Passage:
= = =

By Adedapo Adesanya
Scarcity of foreign exchange is taking a toll on the Nigerian manufacturing industry as the global oil price crisis is hindering the importation of raw materials.
The industry’s difficulties are the latest signs of strain in Nigeria’s foreign exchange regime which was devalued in March following crash in the oil market.
According to a Bloomberg report on Tuesday, members of the Manufacturers Association of Nigeria (MAN) have been unable to access hard currency for the past five weeks.
There also seems to be an estimated $1 billion backlog of unmet dollar demand in the country, according to investment bank, FBNQuest, and this is telling on businesses that rely on imports such as pharmaceuticals, electrical products and automobile businesses.
According to the President of MAN, Mr Mansur Ahmed, on Monday, “Everybody is trying to remain afloat.
“Certain sectors will suffer more than others, notably those companies that are heavily dependent on imports.”
The Central Bank of Nigeria (CBN) recently assured foreign investors looking to repatriate their funds to be patient as it will be done in an orderly manner, in line with the apex bank’s procedure.
With the depreciation facing the Naira across the various markets, manufacturers are now turning to domestic suppliers for raw materials, machinery and spare parts which are very expensive.

= = =

The data:
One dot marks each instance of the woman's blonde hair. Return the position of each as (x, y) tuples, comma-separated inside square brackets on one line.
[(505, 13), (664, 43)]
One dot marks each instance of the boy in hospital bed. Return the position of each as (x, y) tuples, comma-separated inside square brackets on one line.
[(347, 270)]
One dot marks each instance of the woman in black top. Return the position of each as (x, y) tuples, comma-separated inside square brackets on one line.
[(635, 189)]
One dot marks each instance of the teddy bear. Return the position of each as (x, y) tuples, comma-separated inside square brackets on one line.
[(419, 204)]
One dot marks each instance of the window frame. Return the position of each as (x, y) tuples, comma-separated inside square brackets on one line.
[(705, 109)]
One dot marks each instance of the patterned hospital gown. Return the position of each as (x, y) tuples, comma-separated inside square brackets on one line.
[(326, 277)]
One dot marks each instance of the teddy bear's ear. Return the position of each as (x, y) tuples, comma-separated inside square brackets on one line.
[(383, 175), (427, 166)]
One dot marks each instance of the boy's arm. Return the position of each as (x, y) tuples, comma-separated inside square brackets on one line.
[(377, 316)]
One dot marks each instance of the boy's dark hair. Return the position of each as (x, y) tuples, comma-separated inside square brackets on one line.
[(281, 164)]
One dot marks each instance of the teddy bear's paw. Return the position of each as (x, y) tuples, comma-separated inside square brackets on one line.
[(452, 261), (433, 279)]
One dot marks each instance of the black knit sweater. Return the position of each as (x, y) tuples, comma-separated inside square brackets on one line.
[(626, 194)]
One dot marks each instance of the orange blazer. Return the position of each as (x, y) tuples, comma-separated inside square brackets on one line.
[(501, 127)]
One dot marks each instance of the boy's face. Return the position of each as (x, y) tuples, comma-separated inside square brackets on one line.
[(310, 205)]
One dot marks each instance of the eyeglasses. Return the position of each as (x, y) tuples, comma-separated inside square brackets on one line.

= = =

Work item A:
In the article on Nigeria's foreign exchange shortage, why are manufacturers now turning to domestic suppliers for raw materials, machinery and spare parts?
Work item B:
List every organization named in the article on Nigeria's foreign exchange shortage.
Work item C:
Continue the article on Nigeria's foreign exchange shortage from its final sentence.

Output A:
They are turning to domestic suppliers because the Naira is depreciating across the various markets. Foreign exchange is also scarce, which makes importing raw materials difficult.

Output B:
- Bloomberg
- Manufacturers Association of Nigeria (MAN)
- FBNQuest
- Central Bank of Nigeria (CBN)

Output C:
The association called on the CBN to review rules hindering the ability of lenders to extend credit. This includes “policy contradictions” that require banks to lend 65 percent of their deposits – a measure aimed at stimulating credit – while keeping 27.5 percent of their capital with regulators, which makes a “lesser quantum of money available for lending,” the group said in the statement.
Manufacturers are also seeking lower interest rates and bigger loans, the size of which “has shrunken greatly” as increased borrowing by the government crowds out companies.
On Monday, Business Post reported that the Naira traded at N445 per Dollar at the black market; N386 per Dollar at the Investors segment; and N361 per Dollar at the internship rate.
Meanwhile, the 12-month Naira forwards were trading at N514 per Dollar on Monday, suggesting investors see the currency falling to around that level in a year.